■ Objective ■
Lay out the material as a numbered list, from its first line through the line containing "M119 29L90 50L98", leaving out blank lines and the pictures.

Start of Source records

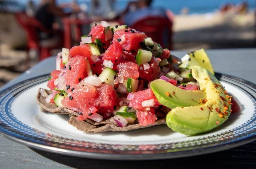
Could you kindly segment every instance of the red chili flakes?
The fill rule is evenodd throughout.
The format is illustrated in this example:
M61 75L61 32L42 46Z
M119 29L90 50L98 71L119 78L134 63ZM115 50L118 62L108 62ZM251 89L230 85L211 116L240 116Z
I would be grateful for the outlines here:
M221 99L221 100L222 100L222 101L225 101L225 98L224 98L223 97L222 97L222 96L220 96L220 99Z
M218 107L215 108L215 110L216 110L216 111L217 111L218 113L220 113L220 109Z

End of Source records

■ Response to the task ■
1. Could you kindly segment every instance of the red chili flakes?
2. The fill rule is evenodd throughout.
3. The format is illustrated in this example:
4. M61 75L61 32L42 46Z
5. M119 29L90 50L98 71L119 78L134 63ZM115 50L118 62L108 62ZM251 89L230 85L211 116L240 116Z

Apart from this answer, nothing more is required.